### Extrait fourni ###

Il y a là, venus pour entériner le contrat de mariage, deux adouls, mais ils peuvent être trois ou quatre selon le désir des familles. Les adouls sont des hommes de loi musulmans qui ont des prérogatives juridiques. Ils sont différents des juges qui siègent au tribunal et rendent des verdicts. Le domaine d’intervention des adouls couvre l’acte d’allégeance, les actes relevant des contrats immobiliers, fonciers et de fonds de commerce, les actes de vente des titres de participation et actions dans les entreprises, en plus des actes d’état civil comme la succession, le mariage ou le divorce.
Dans l’heureuse maison de la fiancée, les familles discutent pour faire connaissance, boivent le thé et mangent des gâteaux au miel avant de passer aux choses sérieuses : unir définitivement, devant Dieu, les deux tourtereaux. On appelle dès lors la promise qui sort de la pièce pour rejoindre les invités. Youyous, applaudissements joyeux, etc. Tout le monde est content.
Puis, solennellement, les adouls demandent silence, et lisent la sourate fatiha pour lancer le travail. Ce qu’ils s’apprêtent de conclure, c’est le «Akd nikah», nom musulman du contrat de mariage qui signifie littéralement... «Acte d’accouplement» ou «Acte de rapport sexuel». Certains désormais le traduisent plus joliment par «Acte du lit». C’est l’autorisation suprême pour que le couple entame une vie privée, au su de tous.
Cet acte est un document qui comporte moult informations sur les deux mariés, tel un état civil, mais il y a une partie réservée à la dot (sadaq en langue arabe) apportée par le futur mari, ou qu’il compte donner ultérieurement à sa femme. En général, le sadaq est constitué d’une somme d’argent, d’or et de bijoux, de biens immobiliers ou fonciers si ces derniers font partie de la dotation. C’est même «le clou de la soirée» dans la formalisation de l’acte du nikah, lorsque la belle-mère présente, aux yeux des familles, ce que le généreux marié a offert à sa fille.

###

Reproduisez mot pour mot l'extrait sur les adouls et l'acte de mariage. Basez-vous uniquement sur l'extrait fourni.

### Lignes de données ###

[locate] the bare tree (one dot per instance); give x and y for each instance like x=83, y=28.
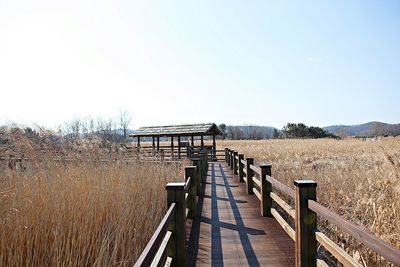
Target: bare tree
x=125, y=120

###

» **Réponse**:
Il y a là, venus pour entériner le contrat de mariage, deux adouls, mais ils peuvent être trois ou quatre selon le désir des familles. Les adouls sont des hommes de loi musulmans qui ont des prérogatives juridiques. Ils sont différents des juges qui siègent au tribunal et rendent des verdicts. Le domaine d’intervention des adouls couvre l’acte d’allégeance, les actes relevant des contrats immobiliers, fonciers et de fonds de commerce, les actes de vente des titres de participation et actions dans les entreprises, en plus des actes d’état civil comme la succession, le mariage ou le divorce.
Dans l’heureuse maison de la fiancée, les familles discutent pour faire connaissance, boivent le thé et mangent des gâteaux au miel avant de passer aux choses sérieuses : unir définitivement, devant Dieu, les deux tourtereaux. On appelle dès lors la promise qui sort de la pièce pour rejoindre les invités. Youyous, applaudissements joyeux, etc. Tout le monde est content.
Puis, solennellement, les adouls demandent silence, et lisent la sourate fatiha pour lancer le travail. Ce qu’ils s’apprêtent de conclure, c’est le «Akd nikah», nom musulman du contrat de mariage qui signifie littéralement... «Acte d’accouplement» ou «Acte de rapport sexuel». Certains désormais le traduisent plus joliment par «Acte du lit». C’est l’autorisation suprême pour que le couple entame une vie privée, au su de tous.
Cet acte est un document qui comporte moult informations sur les deux mariés, tel un état civil, mais il y a une partie réservée à la dot (sadaq en langue arabe) apportée par le futur mari, ou qu’il compte donner ultérieurement à sa femme. En général, le sadaq est constitué d’une somme d’argent, d’or et de bijoux, de biens immobiliers ou fonciers si ces derniers font partie de la dotation. C’est même «le clou de la soirée» dans la formalisation de l’acte du nikah, lorsque la belle-mère présente, aux yeux des familles, ce que le généreux marié a offert à sa fille.